For the first time, scientists have observed how the human immune system makes antibodies capable of neutralising the human immunodeficiency virus (HIV), confirming the belief that their production occurs only after the virus has started to diversify.
For more than three years, a team of researchers from the USA led by Professor Barton Haynes of Duke University School of Medicine in Durham, North Carolina, tracked the development of broadly neutralising antibodies - immune system molecules able to recognise and neutralise many varieties of HIV — and the progression of the virus in one patient.
Through genetic analysis of blood samples taken from an early stage of the infection, the researchers charted how the virus evolved in the patient's body and how the immune system responded. After 136 weeks, the patient began producing broadly neutralising antibodies and the researchers identified an antibody, CH103, that blocked the biological effects of 55 percent of HIV.
As genetic data from the patient's blood showed the sequence of changes in the virus and in the body that eventually lead to CH103, the team was able to trace its development to identify the germline precursor B-cells that eventually matured into CH103. This gave the researchers information about the early stage of the virus that triggered the production of broadly neutralising antibodies.

▶ [ASSIGNMENT]: In the HIV antibody article, how many weeks passed before the patient began producing broadly neutralizing antibodies?

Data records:

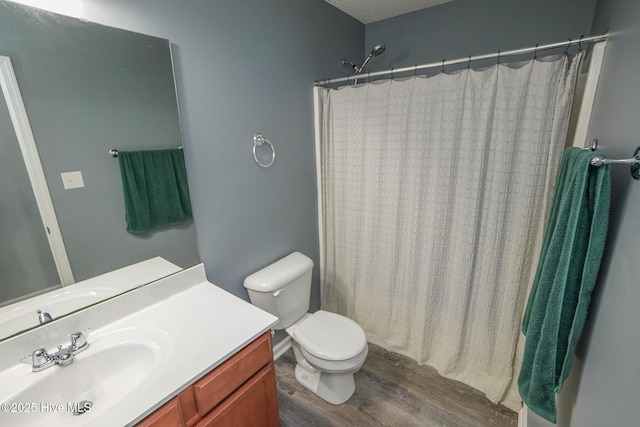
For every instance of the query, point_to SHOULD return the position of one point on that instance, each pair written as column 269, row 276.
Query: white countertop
column 205, row 326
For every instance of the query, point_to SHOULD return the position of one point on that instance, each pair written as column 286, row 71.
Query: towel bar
column 634, row 161
column 114, row 151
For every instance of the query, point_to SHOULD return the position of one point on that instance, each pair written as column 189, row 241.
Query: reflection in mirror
column 86, row 89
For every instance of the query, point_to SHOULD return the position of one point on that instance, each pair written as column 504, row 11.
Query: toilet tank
column 283, row 288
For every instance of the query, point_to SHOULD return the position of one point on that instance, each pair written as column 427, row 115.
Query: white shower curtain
column 434, row 193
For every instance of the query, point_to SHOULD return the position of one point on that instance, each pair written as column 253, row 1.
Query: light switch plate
column 72, row 180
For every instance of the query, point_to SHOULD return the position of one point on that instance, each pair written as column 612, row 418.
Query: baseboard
column 281, row 348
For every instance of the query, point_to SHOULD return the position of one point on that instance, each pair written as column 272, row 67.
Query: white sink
column 113, row 366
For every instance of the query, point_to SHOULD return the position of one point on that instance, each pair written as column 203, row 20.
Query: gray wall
column 604, row 386
column 471, row 27
column 88, row 88
column 245, row 67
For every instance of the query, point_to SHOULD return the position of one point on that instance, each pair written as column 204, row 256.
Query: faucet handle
column 78, row 342
column 38, row 360
column 40, row 356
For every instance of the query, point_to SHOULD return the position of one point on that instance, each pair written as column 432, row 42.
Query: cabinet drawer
column 253, row 404
column 224, row 380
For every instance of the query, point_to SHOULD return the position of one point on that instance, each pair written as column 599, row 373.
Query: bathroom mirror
column 86, row 89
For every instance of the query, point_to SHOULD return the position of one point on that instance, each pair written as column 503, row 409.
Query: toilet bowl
column 329, row 348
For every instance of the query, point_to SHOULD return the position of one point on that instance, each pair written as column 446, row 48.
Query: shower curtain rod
column 469, row 59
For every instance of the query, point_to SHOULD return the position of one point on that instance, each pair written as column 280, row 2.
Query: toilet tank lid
column 278, row 274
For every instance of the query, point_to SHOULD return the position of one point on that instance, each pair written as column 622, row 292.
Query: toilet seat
column 330, row 337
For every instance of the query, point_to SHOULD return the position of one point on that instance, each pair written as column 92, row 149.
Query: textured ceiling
column 368, row 11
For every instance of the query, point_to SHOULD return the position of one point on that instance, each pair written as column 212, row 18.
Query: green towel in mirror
column 566, row 274
column 155, row 187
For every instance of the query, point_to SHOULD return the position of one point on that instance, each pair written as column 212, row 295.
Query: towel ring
column 259, row 141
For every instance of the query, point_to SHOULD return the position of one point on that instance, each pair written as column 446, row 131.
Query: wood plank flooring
column 391, row 390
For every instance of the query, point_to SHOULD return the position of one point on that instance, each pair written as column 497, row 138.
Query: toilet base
column 334, row 388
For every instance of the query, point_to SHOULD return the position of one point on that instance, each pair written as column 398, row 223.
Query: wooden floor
column 391, row 390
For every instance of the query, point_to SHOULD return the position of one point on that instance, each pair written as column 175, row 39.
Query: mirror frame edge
column 26, row 140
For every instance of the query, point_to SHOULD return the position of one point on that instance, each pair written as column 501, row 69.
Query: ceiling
column 368, row 11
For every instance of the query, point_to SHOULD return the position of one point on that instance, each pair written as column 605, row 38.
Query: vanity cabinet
column 239, row 392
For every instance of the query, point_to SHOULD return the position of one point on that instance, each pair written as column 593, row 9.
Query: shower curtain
column 434, row 192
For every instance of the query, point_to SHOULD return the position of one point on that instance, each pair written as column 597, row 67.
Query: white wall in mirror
column 86, row 88
column 65, row 7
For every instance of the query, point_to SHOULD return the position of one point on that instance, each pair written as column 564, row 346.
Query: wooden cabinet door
column 170, row 415
column 255, row 404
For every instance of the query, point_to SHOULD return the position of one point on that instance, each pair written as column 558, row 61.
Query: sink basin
column 113, row 366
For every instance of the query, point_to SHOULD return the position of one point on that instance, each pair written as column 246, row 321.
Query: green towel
column 569, row 261
column 156, row 192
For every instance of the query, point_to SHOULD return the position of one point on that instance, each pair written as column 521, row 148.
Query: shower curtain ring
column 259, row 141
column 568, row 45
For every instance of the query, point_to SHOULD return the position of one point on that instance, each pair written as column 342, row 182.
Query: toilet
column 329, row 348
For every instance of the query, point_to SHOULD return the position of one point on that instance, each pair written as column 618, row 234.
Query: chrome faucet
column 41, row 360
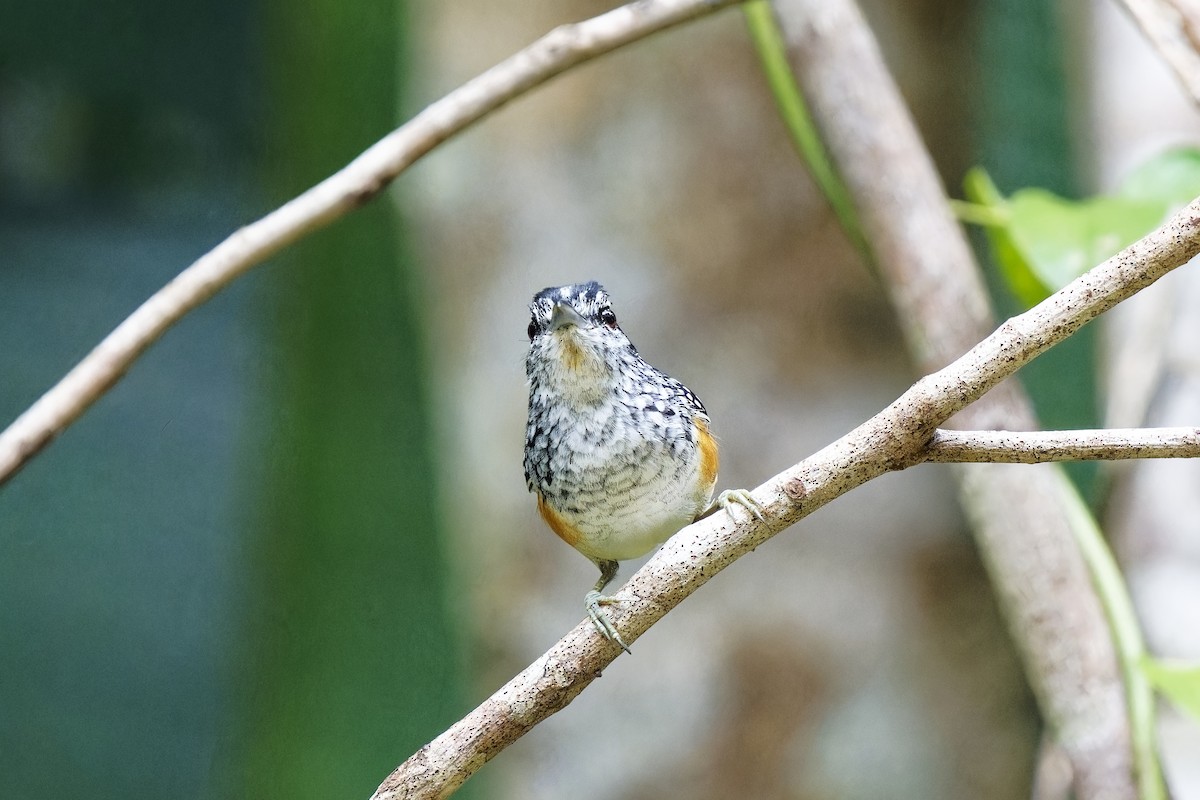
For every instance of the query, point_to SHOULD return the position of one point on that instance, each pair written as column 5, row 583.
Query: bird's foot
column 738, row 497
column 594, row 602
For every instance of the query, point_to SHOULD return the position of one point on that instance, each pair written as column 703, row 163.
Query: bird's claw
column 739, row 497
column 599, row 617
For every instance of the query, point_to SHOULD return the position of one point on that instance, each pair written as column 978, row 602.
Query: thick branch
column 889, row 440
column 1038, row 446
column 1174, row 31
column 1021, row 517
column 358, row 182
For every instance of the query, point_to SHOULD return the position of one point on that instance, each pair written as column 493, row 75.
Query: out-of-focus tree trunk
column 351, row 662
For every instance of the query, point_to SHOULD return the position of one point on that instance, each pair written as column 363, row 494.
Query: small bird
column 618, row 453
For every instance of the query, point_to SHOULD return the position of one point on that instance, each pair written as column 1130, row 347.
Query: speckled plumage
column 618, row 452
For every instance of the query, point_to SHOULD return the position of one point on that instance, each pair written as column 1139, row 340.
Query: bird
column 619, row 455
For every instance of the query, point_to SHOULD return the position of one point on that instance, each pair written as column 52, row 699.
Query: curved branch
column 892, row 439
column 1174, row 31
column 354, row 185
column 1038, row 446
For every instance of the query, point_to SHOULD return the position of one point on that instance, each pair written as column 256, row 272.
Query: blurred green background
column 229, row 578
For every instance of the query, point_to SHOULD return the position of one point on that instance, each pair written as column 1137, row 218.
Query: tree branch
column 1024, row 519
column 1175, row 32
column 354, row 185
column 1039, row 446
column 892, row 439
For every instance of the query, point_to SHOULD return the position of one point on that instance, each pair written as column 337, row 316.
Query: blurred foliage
column 1023, row 132
column 1179, row 681
column 349, row 660
column 1043, row 241
column 208, row 589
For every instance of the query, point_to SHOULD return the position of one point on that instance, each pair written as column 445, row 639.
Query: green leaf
column 1013, row 265
column 1179, row 681
column 1171, row 178
column 1044, row 241
column 1063, row 239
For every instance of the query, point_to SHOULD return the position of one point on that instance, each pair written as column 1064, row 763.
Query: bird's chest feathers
column 579, row 378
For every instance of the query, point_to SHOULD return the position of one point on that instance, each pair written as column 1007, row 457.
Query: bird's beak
column 562, row 316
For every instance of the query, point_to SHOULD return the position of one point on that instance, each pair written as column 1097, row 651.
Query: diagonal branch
column 339, row 194
column 1174, row 30
column 889, row 440
column 1039, row 446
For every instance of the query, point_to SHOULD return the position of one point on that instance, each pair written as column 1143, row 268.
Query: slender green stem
column 773, row 54
column 1131, row 647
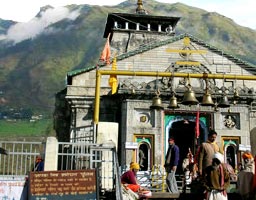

▶ [RESPONSE]: 136 weeks.